» **Provided text**

-*-

IN THE MATTER OF THE CIVIL COMMITMENT OF J.S.W. SVP-168-01.


On appeal from the Superior Court of New Jersey, Law Division, Essex County, Docket No. SVP-168-01.

Per curiam.

RECORD IMPOUNDED

NOT FOR PUBLICATION WITHOUT THE APPROVAL OF THE APPELLATE DIVISION

Argued December 13, 2010

Before Judges Lisa and Reisner.

J.S.W. appeals from an April 28, 2010 order continuing his civil commitment to the Special Treatment Unit (STU), pursuant to the Sexually Violent Predator Act (SVPA), N.J.S.A. 30:4-27.24 to -27.38. We affirm.

I

J.S.W. has a history of non-sexual criminal offenses, including conspiracy to commit robbery and several drug-related convictions. However, his sexual offense history began in September 1991, when he was arrested and charged with sexual assault. The charge was downgraded to simple assault and ultimately dismissed on February 26, 1992. He was arrested and charged with attempted sexual assault and criminal restraint on May 31, 1992. After the charge was downgraded to harassment and disorderly conduct, J.S.W. pled guilty and received a $100 fine. Both of these charges stemmed from reports made by a woman with whom J.S.W. was in a relationship at the time.

-*-

» **Given information**
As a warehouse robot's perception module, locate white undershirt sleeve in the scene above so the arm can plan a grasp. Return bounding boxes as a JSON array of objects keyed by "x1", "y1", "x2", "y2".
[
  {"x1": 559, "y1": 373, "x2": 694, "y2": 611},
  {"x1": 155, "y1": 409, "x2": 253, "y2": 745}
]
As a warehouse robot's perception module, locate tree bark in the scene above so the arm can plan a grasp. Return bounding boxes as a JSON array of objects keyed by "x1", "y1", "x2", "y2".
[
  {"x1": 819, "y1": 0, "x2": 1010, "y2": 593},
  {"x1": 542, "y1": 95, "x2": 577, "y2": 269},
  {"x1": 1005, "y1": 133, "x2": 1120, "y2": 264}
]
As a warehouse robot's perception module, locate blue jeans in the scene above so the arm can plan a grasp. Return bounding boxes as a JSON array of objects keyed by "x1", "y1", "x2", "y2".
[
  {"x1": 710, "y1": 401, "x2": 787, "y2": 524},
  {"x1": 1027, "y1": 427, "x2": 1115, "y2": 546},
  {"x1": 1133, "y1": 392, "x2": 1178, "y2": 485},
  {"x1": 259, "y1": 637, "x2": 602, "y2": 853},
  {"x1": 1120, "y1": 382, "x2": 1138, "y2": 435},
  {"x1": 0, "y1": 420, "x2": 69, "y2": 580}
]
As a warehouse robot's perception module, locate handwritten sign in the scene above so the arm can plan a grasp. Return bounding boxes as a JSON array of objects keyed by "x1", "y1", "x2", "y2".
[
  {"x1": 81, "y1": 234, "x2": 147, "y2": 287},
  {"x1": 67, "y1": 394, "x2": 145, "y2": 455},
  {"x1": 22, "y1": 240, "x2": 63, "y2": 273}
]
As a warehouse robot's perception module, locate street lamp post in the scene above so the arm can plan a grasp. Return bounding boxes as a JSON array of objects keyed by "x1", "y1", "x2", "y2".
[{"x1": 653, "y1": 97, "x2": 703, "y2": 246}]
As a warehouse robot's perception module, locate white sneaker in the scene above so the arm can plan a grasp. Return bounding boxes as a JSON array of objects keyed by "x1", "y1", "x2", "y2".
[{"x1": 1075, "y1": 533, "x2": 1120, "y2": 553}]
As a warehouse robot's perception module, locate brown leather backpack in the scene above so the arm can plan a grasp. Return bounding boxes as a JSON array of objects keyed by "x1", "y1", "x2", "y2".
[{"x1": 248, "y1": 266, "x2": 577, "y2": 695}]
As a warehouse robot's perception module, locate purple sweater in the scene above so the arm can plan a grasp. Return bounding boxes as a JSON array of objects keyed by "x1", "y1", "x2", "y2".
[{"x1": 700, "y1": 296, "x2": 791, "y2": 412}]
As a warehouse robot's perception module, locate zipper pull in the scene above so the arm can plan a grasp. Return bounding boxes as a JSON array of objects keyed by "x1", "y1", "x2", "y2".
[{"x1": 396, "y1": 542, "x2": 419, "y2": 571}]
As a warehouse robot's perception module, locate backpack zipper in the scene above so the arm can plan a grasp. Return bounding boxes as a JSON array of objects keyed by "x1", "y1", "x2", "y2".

-*-

» **Given exercise**
Reproduce the appellate opinion excerpt above word for word, from start to finish.

» **Correct answer**
IN THE MATTER OF THE CIVIL COMMITMENT OF J.S.W. SVP-168-01.


On appeal from the Superior Court of New Jersey, Law Division, Essex County, Docket No. SVP-168-01.

Per curiam.

RECORD IMPOUNDED

NOT FOR PUBLICATION WITHOUT THE APPROVAL OF THE APPELLATE DIVISION

Argued December 13, 2010

Before Judges Lisa and Reisner.

J.S.W. appeals from an April 28, 2010 order continuing his civil commitment to the Special Treatment Unit (STU), pursuant to the Sexually Violent Predator Act (SVPA), N.J.S.A. 30:4-27.24 to -27.38. We affirm.

I

J.S.W. has a history of non-sexual criminal offenses, including conspiracy to commit robbery and several drug-related convictions. However, his sexual offense history began in September 1991, when he was arrested and charged with sexual assault. The charge was downgraded to simple assault and ultimately dismissed on February 26, 1992. He was arrested and charged with attempted sexual assault and criminal restraint on May 31, 1992. After the charge was downgraded to harassment and disorderly conduct, J.S.W. pled guilty and received a $100 fine. Both of these charges stemmed from reports made by a woman with whom J.S.W. was in a relationship at the time.